TEXTE PRÉSENTÉ:

Sous la direction de Michel PRIEUR, droit comparé de l'environnement
1996, page 362
SECTION 2 : LA REGLEMENTATION DES PRODUITS GM PAR LE
PROTOCOLE
Nous allons traiter dans cette section des
techniques de contrôle (Paragraphe 1) ensuite la prise
en compte des produits GM par le protocole (Paragraphe 2)
Paragraphe 1 : Les techniques de contrôle
Nous mettrons l'accent particulièrement sur la
traçabilité (A) et le centre de
prévention des risques biotechnologiques (B)
A- La traçabilité
L'article 18 du protocole traite des procédures visant
à garantir la transparence et la traçabilité des OVM.
En effet la traçabilité est une organisation qui
permet de relier tous les stades de la filière agro-alimentaire, de
l'agriculteur au produit fini présenté aux consommateurs.
Elle doit retracer, dans la transparence l'origine du produit,
son historique, ses composants.
La traçabilité doit en plus permettre de donner
une réponse immédiate à toute question provenant du
consommateur concernant un risque alimentaire réel ou fictif relatif au
produit commercialisé.
En effet, la traçabilité obéit
à certaines modalités :
La première étape, où
l'on doit tracer les gènes introduits, correspondra à la sortie
du laboratoire du semencier jusqu'à la commercialisation des semences
génétiques modifiées. En effet, il serait
nécessaire d'identifier le ou les gènes introduits par
attribution d'un numéro d'immatriculation. Cette codification doit
suivre les grains tout au long de la chaîne : aussi bien au niveau
des laboratoires de sélection, de la production au sein des usines et
sur les sacs de semences.

DONNÉES FOURNIES:
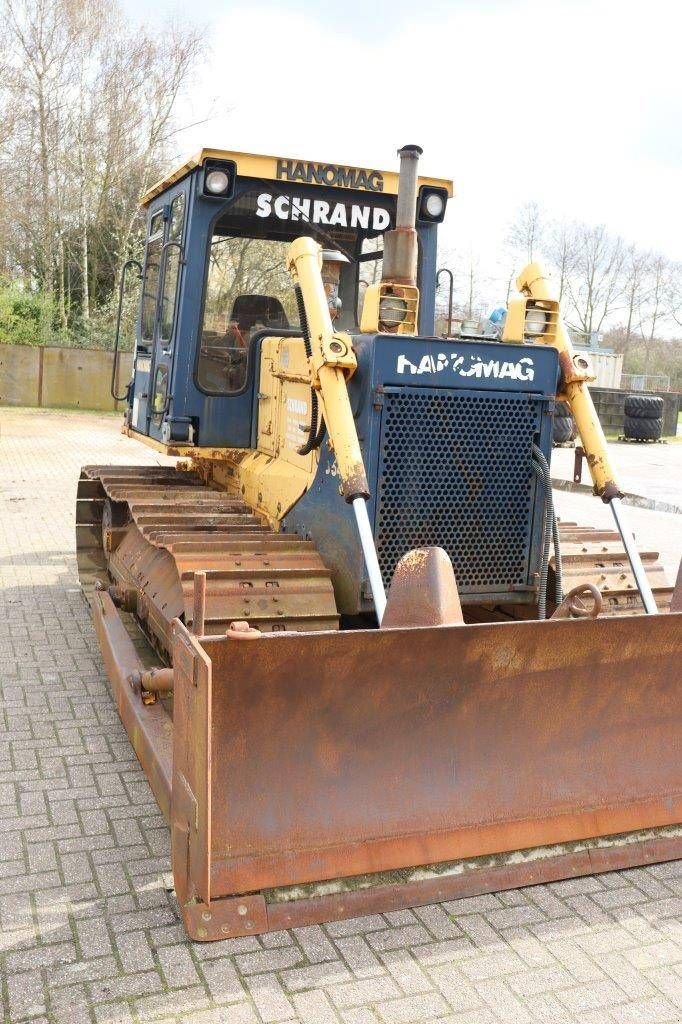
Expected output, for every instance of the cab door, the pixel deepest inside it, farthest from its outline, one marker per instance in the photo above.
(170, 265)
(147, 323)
...
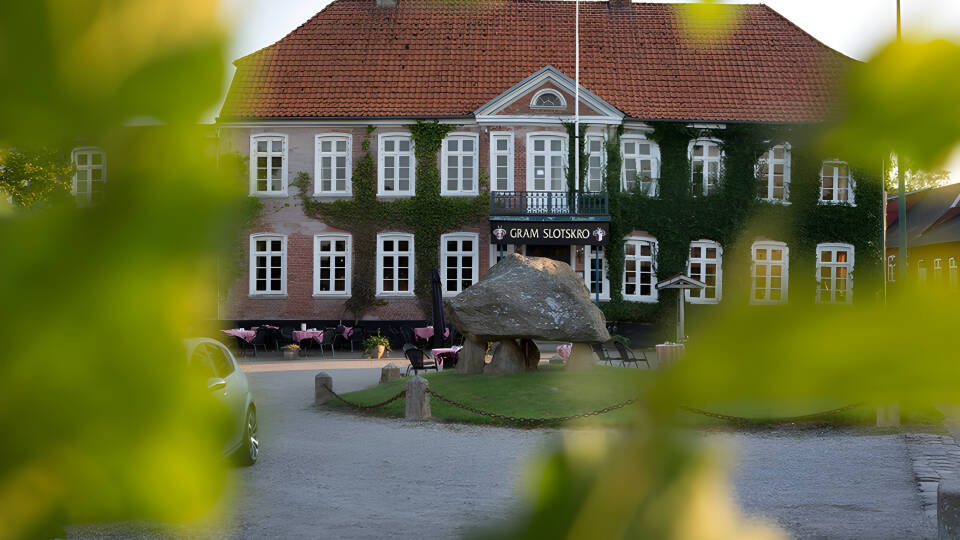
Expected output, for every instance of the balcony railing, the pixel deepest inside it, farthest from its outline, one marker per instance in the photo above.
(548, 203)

CONSIGNES:
1: Selon le texte présenté, quel article du protocole traite des procédures visant à garantir la transparence et la traçabilité des OVM ?
2: Énumérez tout ce que, d'après le texte présenté, la traçabilité doit retracer au sujet du produit.

RÉPONSES PAR CONSIGNE:
1: L'article 18.

2: L'origine du produit, son historique et ses composants.